==== PASSAGE SHOWN

People can sense if you have an agenda.
Yeah, and if they don’t find out during the interview, they’ll find out later. It will come back to haunt you.
You’ve also worked on films where you had to spend long periods of time basically just following someone around, often through crazy environments. That’s a situation where you have to kind of learn to disappear and just make people forget you are there, even if you’re holding a giant camera. That’s a different skill.
Again, it has a lot to do with your personality. I can disappear in a room very quickly. As a cinematographer or as a director, it is very important how you move around people and that you are aware of not being in the way, ever. You learn how to never call attention to yourself. I’ve worked with cinematographers before and had to say things like, “No, you can’t go and put your camera in someone’s face like that.”
Working with a subject like Valentino, you’re basically just following him all over the world. The narrative is writing itself in front of you. With Halston, who died in 1990, you are sifting through archival materials and trying to piece together the story of this person’s life. What does that process look like? And how long did it take?
We started in April of 2017, and began with intensive research. We were reading everything that was available, creating a sort of database of Halston’s life and major life events. I was kind of rating them, like this was a three-star turning point in his life or this is more like a one-star moment and not something I want to go into. I had his life mapped out on a big board and then on another board I had a cast of characters I wanted to interview who were hopefully going to give me access to his different life events.
Then, you start talking to everyone on the phone, chasing all these people. Do you still have that contact? Do you know that person’s number? I found that part really fun. It was the first time that I was really going deep doing this sort of investigative work. I had done it to a certain extent with the Diana Vreeland film, but that was more on the post-production side. Also, Diana Vreeland was a much more transparent subject who had also written a book about her life, which had been sort of like the starting point.
With Halston, there was no comprehensive interview. Every time he was asked to talk about his past in interviews—something that we show in the film—he’s like, “Enough of that history crap, I’m not interested in the past.” So, it was much more compelling—and much harder—to try to find that stuff out. There was also a lot of gossip around him, and for me a lot of trying to figure out what was real, what was not. Was his former partner, Victor Hugo, really his downfall? Or was he the spark of creativity that allowed Halston to thrive? It depends who you ask. Halston is a kind of an anti-hero noir character, never totally good, but never totally bad. I felt like I was really trying to investigate him and it took quite a while. Editing took a long time, almost a year.

========
==== RAW DATA

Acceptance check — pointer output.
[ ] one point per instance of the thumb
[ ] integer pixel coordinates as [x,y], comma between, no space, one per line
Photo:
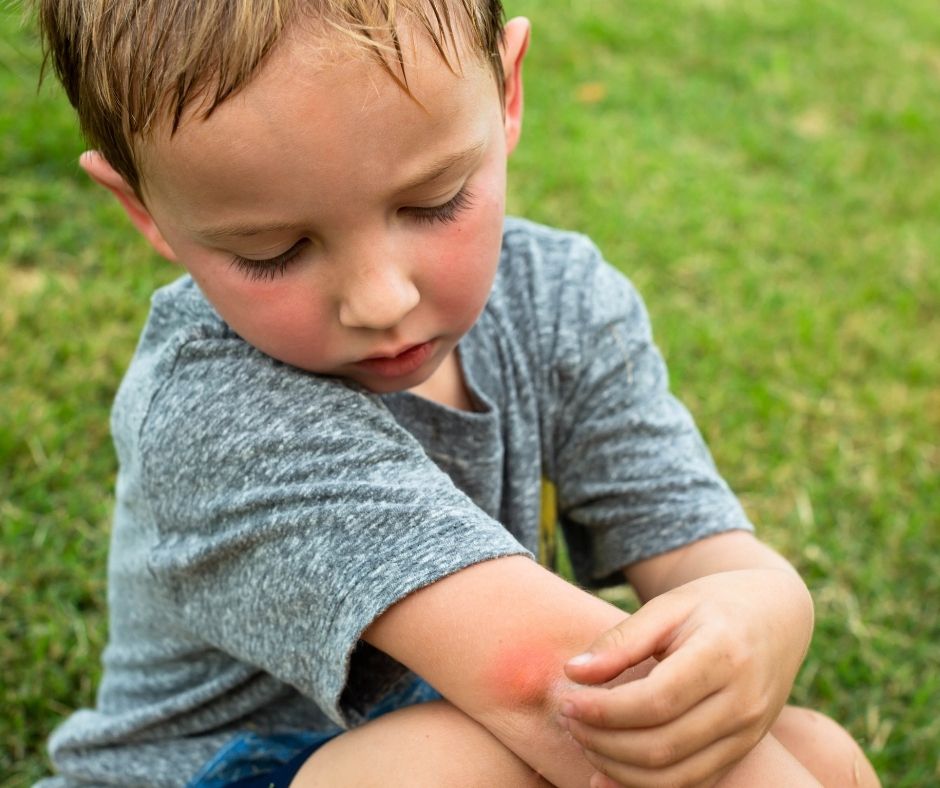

========

» **EXERCISE INSTRUCTIONS**:
a - According to the interview, in what month and year did work on the Halston film begin?
b - Name every person the interview mentions by name.

» **ANSWERS GIVEN**:
a - April 2017

b - Valentino, Halston, Diana Vreeland, Victor Hugo